◆ **Extrait du document**
L’exil, le déracinement, la désorientation et la solitude sont les maîtres mots de sa recherche artistique. En suivant des procédés où le sens est dissimulé et la narration est discontinue, Yassine Chouati déstabilise le spectateur pour l’inciter à une réflexion collective.
RENCONTRE
e-taqafa : Quels sont les thèmes que vous tiennent à cœur ?
Yassine Chouati : Dans ma pratique artistique, j’explore la notion de temps et son influence profonde sur l’existence des exilés, en me concentrant sur la sensation de désorientation propre au déracinement. Comme l’a magnifiquement exprimé Etel Adnan dans Voyage, War and Exile (1995), cette désorientation est née de multiples ruptures émotionnelles : le déracinement, l’adaptation perpétuelle à un environnement étranger et le masque nécessaire pour survivre. Mon travail s’inscrit ainsi dans une quête mélancolique de l’éphémère et de la fragilité de l’existence, où chaque instant se dissout dans un entre-deux, entre ce qui est et ce qui pourrait être. D’un point de vue littéraire, mon exploration de l’exil résonne avec des œuvres telles celles d’Amy Foster (1901) et de Joseph Conrad, qui aborde l’expérience de l’exil à travers une esthétique marquée par l’anxiété et les distorsions narratives. À l’instar de Conrad, je cherche à retranscrire la solitude et l’aliénation, tout en reconnaissant les limites du langage face à l’intensité et à la complexité de ces vécus. Toutefois, ma démarche s’en distingue par sa nature visuelle et sensorielle, où je cherche à traduire l’intangible par une mise en scène qui déstabilise le spectateur.
e-taqafa : Votre travail intrigue par un sens dissimulé, est-ce intentionnel ?

◆ **Matériel d'exercice**
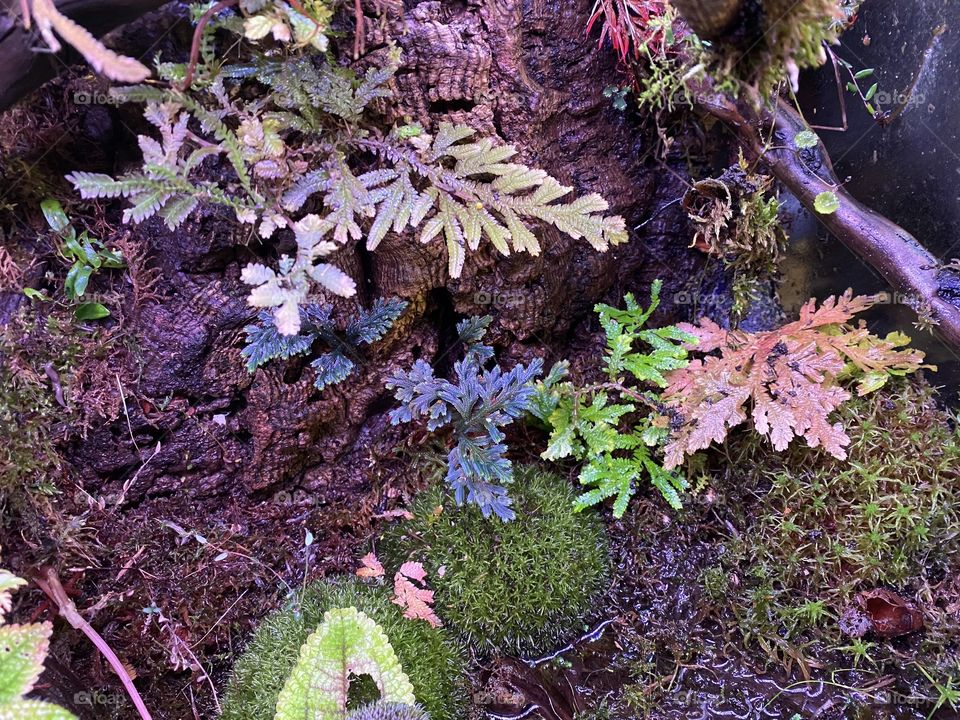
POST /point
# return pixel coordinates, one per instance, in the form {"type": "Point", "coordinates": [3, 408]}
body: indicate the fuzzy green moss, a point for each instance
{"type": "Point", "coordinates": [435, 665]}
{"type": "Point", "coordinates": [516, 587]}
{"type": "Point", "coordinates": [820, 530]}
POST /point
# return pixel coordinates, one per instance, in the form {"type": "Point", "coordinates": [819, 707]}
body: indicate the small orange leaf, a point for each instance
{"type": "Point", "coordinates": [417, 601]}
{"type": "Point", "coordinates": [370, 566]}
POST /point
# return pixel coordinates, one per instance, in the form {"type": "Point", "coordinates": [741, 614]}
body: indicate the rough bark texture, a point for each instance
{"type": "Point", "coordinates": [249, 461]}
{"type": "Point", "coordinates": [22, 69]}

◆ **Consigne A**
D'après le premier paragraphe de l'extrait, quels sont les maîtres mots de la recherche artistique de Yassine Chouati ? Citez-les tous.
◆ **Consigne B**
Renvoyez telles quelles toutes les lignes du matériel d'exercice, sans les images.

◆ **Bonne réponse A**
L'exil, le déracinement, la désorientation et la solitude.

◆ **Bonne réponse B**
POST /point
# return pixel coordinates, one per instance, in the form {"type": "Point", "coordinates": [3, 408]}
body: indicate the fuzzy green moss, a point for each instance
{"type": "Point", "coordinates": [435, 665]}
{"type": "Point", "coordinates": [516, 587]}
{"type": "Point", "coordinates": [820, 530]}
POST /point
# return pixel coordinates, one per instance, in the form {"type": "Point", "coordinates": [819, 707]}
body: indicate the small orange leaf, a point for each instance
{"type": "Point", "coordinates": [417, 601]}
{"type": "Point", "coordinates": [370, 566]}
POST /point
# return pixel coordinates, one per instance, in the form {"type": "Point", "coordinates": [741, 614]}
body: indicate the rough bark texture, a point for each instance
{"type": "Point", "coordinates": [249, 461]}
{"type": "Point", "coordinates": [22, 69]}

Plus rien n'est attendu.